◆ EXERCISE MATERIALS ◆
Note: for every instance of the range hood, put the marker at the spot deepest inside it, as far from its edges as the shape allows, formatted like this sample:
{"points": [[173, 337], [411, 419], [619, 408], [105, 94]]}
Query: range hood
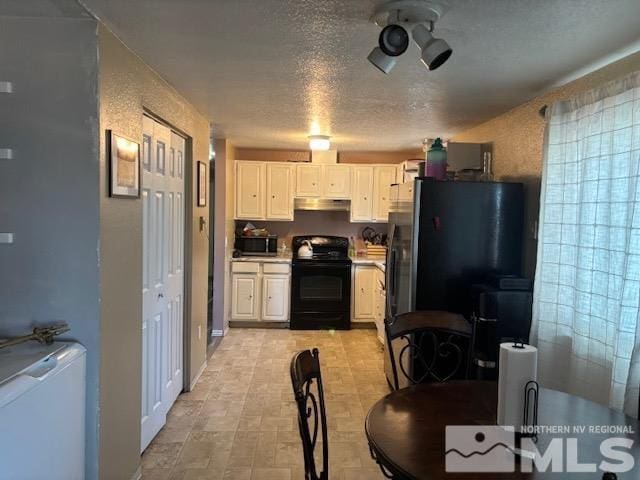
{"points": [[322, 204]]}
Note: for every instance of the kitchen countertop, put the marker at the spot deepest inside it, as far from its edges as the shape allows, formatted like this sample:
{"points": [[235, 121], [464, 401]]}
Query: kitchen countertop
{"points": [[360, 260], [279, 259]]}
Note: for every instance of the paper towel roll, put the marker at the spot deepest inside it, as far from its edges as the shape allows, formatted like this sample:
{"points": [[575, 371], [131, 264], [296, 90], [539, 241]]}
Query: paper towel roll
{"points": [[518, 365]]}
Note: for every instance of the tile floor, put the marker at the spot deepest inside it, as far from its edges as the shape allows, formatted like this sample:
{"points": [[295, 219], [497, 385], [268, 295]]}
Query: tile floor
{"points": [[239, 422]]}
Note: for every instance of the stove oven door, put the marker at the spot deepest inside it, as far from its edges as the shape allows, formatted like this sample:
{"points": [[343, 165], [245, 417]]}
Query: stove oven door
{"points": [[320, 290]]}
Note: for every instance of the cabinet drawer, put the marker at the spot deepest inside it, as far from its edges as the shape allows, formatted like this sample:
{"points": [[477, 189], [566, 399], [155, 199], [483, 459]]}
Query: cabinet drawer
{"points": [[245, 267], [275, 268]]}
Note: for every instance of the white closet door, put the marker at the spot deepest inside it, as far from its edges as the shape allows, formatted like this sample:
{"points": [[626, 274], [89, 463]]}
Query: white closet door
{"points": [[162, 285]]}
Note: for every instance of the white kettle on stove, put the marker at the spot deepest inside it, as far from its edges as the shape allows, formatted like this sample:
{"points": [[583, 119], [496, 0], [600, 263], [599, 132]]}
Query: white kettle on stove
{"points": [[305, 250]]}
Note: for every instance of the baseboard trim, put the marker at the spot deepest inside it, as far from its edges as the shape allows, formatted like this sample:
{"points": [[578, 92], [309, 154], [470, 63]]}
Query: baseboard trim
{"points": [[138, 474], [365, 325], [198, 375], [248, 324]]}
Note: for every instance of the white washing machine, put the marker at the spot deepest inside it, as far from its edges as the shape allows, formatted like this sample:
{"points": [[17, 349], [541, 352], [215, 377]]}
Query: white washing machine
{"points": [[42, 411]]}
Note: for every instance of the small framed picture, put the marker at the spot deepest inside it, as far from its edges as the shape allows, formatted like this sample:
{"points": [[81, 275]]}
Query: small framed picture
{"points": [[202, 184], [124, 166]]}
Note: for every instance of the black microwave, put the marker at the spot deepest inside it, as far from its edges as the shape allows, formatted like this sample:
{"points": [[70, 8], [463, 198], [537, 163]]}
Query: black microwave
{"points": [[257, 246]]}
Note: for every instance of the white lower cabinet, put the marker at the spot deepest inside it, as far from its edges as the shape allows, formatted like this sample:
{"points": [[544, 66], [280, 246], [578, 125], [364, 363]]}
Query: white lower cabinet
{"points": [[260, 291], [245, 294], [369, 296], [275, 298]]}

◆ PROBLEM DETAILS ◆
The lines above from the one with "Note: for every instance of the cabinet" through the one with "Note: for every instance of the black" are to be duplicated exactly, ends included, with nothing added.

◆ ANSWER ◆
Note: for every instance of the cabinet drawer, put the marker at the spot deepest inside it, as far from its edges as the shape allows, formatted like this sample:
{"points": [[477, 189], [566, 399], [155, 199], [483, 459]]}
Query: cabinet drawer
{"points": [[245, 267], [275, 268]]}
Note: for every instance of the white closet door, put the marker at the spot deepest inside it, as far from its edges as the shape allows, formatted like this sample:
{"points": [[626, 274], [89, 463]]}
Query: white closet door
{"points": [[162, 285]]}
Note: for every instance of the white kettle on stove, put the marker at the spot deepest inside it, as far from its edges as the shape allows, formatted like this sample:
{"points": [[583, 119], [496, 0], [600, 263], [599, 132]]}
Query: white kettle on stove
{"points": [[305, 250]]}
Note: for every instance of the baseboard trim, put the marker at the spot deepest inside it, as far from its edges as the shape allows, formatted like this sample:
{"points": [[578, 92], [309, 154], [470, 63]]}
Query: baseboard trim
{"points": [[138, 474], [365, 325], [198, 375], [248, 324]]}
Note: for every instance of the white washing machine, put the marker at the spot deepest inside it, as far from its edges as the shape allows, formatted like this sample:
{"points": [[17, 349], [541, 352], [215, 377]]}
Query: white washing machine
{"points": [[42, 411]]}
Note: for every instance of the small framed picture, put the marker at the spot deepest inside it, as far from its edges as the shape allows, formatted like this sample:
{"points": [[81, 275]]}
Query: small framed picture
{"points": [[202, 184], [124, 166]]}
Note: for every instance of the black microwave, put the marker at the spot deepest inside it, as far from its edges as the shape allows, formatted like this sample:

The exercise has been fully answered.